= EXCERPT =

Subject: Re: NEW: Can Zoisite be heat treated?
Date: Sat, 30 Oct 2004 00:04:08 -0500
To: "LapidaryArtsDigest" <lapidary@caprock-spur.com>
From: "Rough Ventures" <info@roughventures.com>

Tom,

Of course Zoisite can be heat treated, but it must be done properly.  As
of current record, facet grad, gem zoisite comes from 2 sources in the
world: Tanzania and Pakistan:

1) Tanzanian material:  It is best to cut the rough before you heat
treat for complex reasons I can't explain in this newsletter.   If you
must treat the rough before you cut, make sure that it is at least
eye-clean under 10X.  Place the stone in either activated charcoal (you
can find this in the fish supply section of Wally World or any major pet
store), or aluminum oxide (same stuff you use to polish your gems with).
 You can use the cheaper, course grade aluminum oxide if you want to
save money (it won't make a difference in the outcome of your stone if
the oxide is fine our course grade).  Basically, you need a "heat sink"
for your zoisite, so that the heat you use to treat the stone  with does
not rapidly heat up and then rapidly cool, which will result in
thermodynamic shock...shattering your gem/rough!  You can even use clean
sand, or even ash from a recent barbecue or campfire.  I have even heard
of people using investment casting...I personally recommend aluminum
oxide or charcoal.

Take an old coffee can (1 lb. preferably), hopefully with the top cut
off and the bottom still in tact, and fill it half full with your
preference of heat sink material.  Next, place your stone in the center
of the can on top of the heat sink material, and then fill the coffee
can to the top with more heat sink material.

Place the filled can with your stone inside your kiln.   Slowly heat the
kiln, over a 6 hour period, to 500 C (923 F), increasing the temperature
from room temperature (usually 22 C) to 500 C, at a rate of ~80 C every
hour.  Once you reach 500 C, hold the temp. for one hour, and then
slowly decrease the temperature at the same rate you brought it up (~80
C/hour).  If you have an expensive kiln that is properly insulated, once
you reach 500 C and hold for an hour, you can simply turn the kiln off,
and it will loose heat at a rate sufficient enough to prevent your stone
from cracking.

= Records contained in a dataset =
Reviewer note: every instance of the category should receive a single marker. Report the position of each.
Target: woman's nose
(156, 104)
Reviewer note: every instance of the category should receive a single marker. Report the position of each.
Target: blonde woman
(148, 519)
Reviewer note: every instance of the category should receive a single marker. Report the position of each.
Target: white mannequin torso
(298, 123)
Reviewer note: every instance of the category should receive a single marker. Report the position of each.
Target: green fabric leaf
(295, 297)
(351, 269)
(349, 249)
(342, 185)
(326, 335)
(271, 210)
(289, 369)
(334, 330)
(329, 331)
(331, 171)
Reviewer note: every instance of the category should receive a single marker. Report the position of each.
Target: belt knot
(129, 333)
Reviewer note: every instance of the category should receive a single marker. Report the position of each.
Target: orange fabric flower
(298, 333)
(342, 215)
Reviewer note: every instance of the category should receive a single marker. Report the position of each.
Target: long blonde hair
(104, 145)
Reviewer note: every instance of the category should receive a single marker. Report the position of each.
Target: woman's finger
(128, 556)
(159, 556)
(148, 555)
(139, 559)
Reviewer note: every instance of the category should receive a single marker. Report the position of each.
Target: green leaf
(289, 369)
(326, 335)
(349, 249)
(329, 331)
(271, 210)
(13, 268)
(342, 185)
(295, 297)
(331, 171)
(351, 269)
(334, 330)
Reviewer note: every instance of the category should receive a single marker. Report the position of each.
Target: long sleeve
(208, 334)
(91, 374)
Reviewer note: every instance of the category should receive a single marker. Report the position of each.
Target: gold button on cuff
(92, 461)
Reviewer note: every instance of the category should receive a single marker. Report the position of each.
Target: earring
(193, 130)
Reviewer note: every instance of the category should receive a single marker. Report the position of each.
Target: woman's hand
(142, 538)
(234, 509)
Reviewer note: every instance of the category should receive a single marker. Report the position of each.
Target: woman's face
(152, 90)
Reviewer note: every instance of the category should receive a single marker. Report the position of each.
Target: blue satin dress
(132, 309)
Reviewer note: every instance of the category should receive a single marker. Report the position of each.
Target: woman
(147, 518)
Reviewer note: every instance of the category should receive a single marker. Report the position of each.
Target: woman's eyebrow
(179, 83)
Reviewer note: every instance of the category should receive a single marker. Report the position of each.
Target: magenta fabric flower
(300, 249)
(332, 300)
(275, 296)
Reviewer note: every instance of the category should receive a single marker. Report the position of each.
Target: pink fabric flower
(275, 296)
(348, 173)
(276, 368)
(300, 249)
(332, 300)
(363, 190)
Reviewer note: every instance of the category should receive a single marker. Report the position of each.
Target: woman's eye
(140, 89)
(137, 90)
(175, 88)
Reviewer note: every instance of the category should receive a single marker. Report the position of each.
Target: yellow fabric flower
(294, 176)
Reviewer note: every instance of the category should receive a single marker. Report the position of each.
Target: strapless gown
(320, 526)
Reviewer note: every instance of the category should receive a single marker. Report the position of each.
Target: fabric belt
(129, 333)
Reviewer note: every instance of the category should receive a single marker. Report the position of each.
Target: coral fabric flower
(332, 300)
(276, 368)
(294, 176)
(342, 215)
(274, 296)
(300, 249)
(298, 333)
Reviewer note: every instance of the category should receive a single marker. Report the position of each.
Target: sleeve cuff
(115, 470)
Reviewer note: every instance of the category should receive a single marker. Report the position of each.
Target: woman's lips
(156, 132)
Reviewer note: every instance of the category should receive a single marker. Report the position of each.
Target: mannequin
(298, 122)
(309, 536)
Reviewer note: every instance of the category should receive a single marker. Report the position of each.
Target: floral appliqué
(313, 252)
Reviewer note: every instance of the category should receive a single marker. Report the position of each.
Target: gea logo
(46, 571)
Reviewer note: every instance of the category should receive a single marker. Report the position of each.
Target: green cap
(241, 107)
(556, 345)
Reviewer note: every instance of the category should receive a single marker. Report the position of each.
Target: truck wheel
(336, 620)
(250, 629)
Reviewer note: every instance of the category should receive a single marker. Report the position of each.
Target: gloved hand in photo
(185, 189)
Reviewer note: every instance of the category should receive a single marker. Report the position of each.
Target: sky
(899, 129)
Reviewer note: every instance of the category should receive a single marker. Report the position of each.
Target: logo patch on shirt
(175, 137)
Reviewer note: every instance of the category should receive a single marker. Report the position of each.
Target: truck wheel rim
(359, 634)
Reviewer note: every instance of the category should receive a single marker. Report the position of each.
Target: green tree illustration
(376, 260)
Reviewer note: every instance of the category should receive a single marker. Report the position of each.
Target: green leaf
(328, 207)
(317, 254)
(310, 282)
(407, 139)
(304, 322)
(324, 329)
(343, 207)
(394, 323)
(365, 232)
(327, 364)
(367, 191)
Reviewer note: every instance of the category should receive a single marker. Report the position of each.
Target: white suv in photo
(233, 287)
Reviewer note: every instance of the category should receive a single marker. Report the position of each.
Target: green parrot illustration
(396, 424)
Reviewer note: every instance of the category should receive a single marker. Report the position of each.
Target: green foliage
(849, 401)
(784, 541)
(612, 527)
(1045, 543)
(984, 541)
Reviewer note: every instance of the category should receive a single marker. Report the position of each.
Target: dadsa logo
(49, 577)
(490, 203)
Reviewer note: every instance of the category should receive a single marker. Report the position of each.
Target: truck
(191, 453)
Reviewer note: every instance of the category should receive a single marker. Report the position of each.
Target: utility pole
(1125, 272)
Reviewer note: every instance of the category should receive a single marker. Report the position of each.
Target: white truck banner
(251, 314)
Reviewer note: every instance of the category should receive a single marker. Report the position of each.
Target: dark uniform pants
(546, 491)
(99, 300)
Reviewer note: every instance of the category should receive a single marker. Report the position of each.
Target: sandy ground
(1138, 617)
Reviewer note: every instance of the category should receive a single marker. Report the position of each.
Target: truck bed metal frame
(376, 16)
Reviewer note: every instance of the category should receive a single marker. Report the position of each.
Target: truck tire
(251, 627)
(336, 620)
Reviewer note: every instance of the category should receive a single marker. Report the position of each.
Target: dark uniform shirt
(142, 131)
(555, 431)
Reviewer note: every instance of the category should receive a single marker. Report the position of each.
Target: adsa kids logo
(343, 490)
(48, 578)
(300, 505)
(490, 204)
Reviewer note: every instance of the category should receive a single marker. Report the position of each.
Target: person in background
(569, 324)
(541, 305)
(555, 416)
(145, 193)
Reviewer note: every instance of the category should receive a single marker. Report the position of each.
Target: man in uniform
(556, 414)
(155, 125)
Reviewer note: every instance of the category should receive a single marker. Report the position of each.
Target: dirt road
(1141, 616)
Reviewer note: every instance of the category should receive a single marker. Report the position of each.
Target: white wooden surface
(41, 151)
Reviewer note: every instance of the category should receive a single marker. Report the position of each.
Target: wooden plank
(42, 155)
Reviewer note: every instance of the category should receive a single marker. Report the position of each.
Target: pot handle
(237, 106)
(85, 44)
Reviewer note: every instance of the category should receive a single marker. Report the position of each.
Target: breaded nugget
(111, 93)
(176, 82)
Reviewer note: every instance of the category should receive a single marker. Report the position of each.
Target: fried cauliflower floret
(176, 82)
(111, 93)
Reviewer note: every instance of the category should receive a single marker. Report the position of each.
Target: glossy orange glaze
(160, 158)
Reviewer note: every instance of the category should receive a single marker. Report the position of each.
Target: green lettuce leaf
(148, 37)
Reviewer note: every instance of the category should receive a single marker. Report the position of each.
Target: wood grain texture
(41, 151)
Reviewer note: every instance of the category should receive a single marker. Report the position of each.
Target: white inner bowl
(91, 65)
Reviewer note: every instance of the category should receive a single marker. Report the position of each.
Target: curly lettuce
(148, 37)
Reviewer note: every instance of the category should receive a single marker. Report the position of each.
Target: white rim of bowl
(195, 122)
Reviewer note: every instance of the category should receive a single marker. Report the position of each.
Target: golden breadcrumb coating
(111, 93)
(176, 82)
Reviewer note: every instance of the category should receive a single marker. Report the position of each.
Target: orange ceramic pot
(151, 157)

= INSTRUCTIONS =
- 1) Write out everything in the zoisite heat-treating post from "1) Tanzanian material:  It" down to "your gems with).".
- 2) In the zoisite heat-treating post, which two countries are named as the sources of facet-grade gem zoisite?

= RESULTS OF THE EXERCISE =
- 1)
1) Tanzanian material:  It is best to cut the rough before you heat
treat for complex reasons I can't explain in this newsletter.   If you
must treat the rough before you cut, make sure that it is at least
eye-clean under 10X.  Place the stone in either activated charcoal (you
can find this in the fish supply section of Wally World or any major pet
store), or aluminum oxide (same stuff you use to polish your gems with).

- 2) Tanzania and Pakistan.